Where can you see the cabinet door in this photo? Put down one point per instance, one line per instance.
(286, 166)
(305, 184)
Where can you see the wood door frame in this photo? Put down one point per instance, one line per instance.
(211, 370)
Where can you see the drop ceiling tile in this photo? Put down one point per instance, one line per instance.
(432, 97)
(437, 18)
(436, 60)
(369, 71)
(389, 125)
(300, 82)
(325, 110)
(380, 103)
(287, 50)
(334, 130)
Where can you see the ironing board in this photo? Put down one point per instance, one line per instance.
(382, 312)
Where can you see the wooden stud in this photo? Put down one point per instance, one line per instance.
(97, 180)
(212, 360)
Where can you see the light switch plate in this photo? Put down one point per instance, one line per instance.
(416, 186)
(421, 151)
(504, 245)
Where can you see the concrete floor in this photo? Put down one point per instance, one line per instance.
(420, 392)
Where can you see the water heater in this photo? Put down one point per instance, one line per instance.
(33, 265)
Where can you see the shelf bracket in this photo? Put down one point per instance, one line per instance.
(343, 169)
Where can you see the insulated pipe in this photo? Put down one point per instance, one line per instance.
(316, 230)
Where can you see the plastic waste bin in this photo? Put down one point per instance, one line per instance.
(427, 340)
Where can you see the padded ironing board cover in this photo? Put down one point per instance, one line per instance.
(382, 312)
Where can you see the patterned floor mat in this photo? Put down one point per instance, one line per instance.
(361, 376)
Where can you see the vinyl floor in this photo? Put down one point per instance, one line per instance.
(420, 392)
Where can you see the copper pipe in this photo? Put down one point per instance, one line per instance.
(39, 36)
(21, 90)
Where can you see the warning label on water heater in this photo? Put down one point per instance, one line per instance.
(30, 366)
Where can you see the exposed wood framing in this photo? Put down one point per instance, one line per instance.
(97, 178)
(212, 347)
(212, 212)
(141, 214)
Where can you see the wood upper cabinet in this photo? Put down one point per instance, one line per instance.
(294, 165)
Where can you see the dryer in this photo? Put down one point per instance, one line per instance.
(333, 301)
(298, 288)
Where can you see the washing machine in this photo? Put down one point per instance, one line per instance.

- _WHAT YOU NEED TO DO_: Write the material out exactly, with nothing left out.

- _WRITTEN REPLY_:
Where can you see the cabinet door in this photo? Put down one point per instance, one line per instance.
(286, 166)
(305, 184)
Where can you see the wood door frame in this photo? Put down one point per instance, one line per instance.
(211, 370)
Where can you see the drop ceiling tile in this photo? Put down one point per instance, one line per instance.
(432, 97)
(437, 18)
(436, 60)
(369, 71)
(389, 125)
(300, 82)
(325, 110)
(380, 103)
(287, 50)
(334, 130)
Where can you see the ironing board in this photo? Put down one point per instance, one line per instance.
(382, 312)
Where can you see the wooden stud in this photo? Put down one point per instance, one line per instance.
(97, 180)
(212, 360)
Where can you see the light switch plate in this photo? Put down one point per instance, one line per instance.
(416, 186)
(421, 151)
(504, 245)
Where can you see the concrete floor in this photo? Put down one point per instance, one line per instance.
(420, 392)
Where can you see the water heater in this photo? Put down one point per instance, one line per instance.
(33, 265)
Where can you see the shelf bracket in this photo? Put down one point per instance, one line per instance.
(343, 169)
Where can you see the insulated pipe in this photo? Put down one point per instance, one line per instance.
(316, 230)
Where can you see the plastic waste bin in this photo? Put down one point per instance, one line per instance.
(427, 340)
Where can you see the padded ironing board cover in this photo? Put down one point per instance, one line per instance.
(382, 312)
Where can you see the patterned floor mat in this photo? Put down one point per instance, one line per instance.
(361, 376)
Where can you see the vinyl floor in this photo? Put down one point per instance, one line per instance.
(420, 392)
Where can you see the copper pipe in this photo? Put down one point per instance, one line per instance.
(39, 36)
(21, 90)
Where can you see the warning label on water heater in this photo? Put down one point per instance, one line per instance.
(30, 366)
Where can you see the exposed wood framing in this photo? Put down one point per instance, one line per instance.
(97, 178)
(212, 347)
(212, 212)
(141, 214)
Where can you see the wood upper cabinet in this photo? Put down one point per instance, one line per instance.
(294, 165)
Where can you see the dryer in this photo? Put down one point per instance, one line per instance.
(333, 301)
(298, 288)
Where can you see the washing machine in this photo? Put down one point per instance, one line per instance.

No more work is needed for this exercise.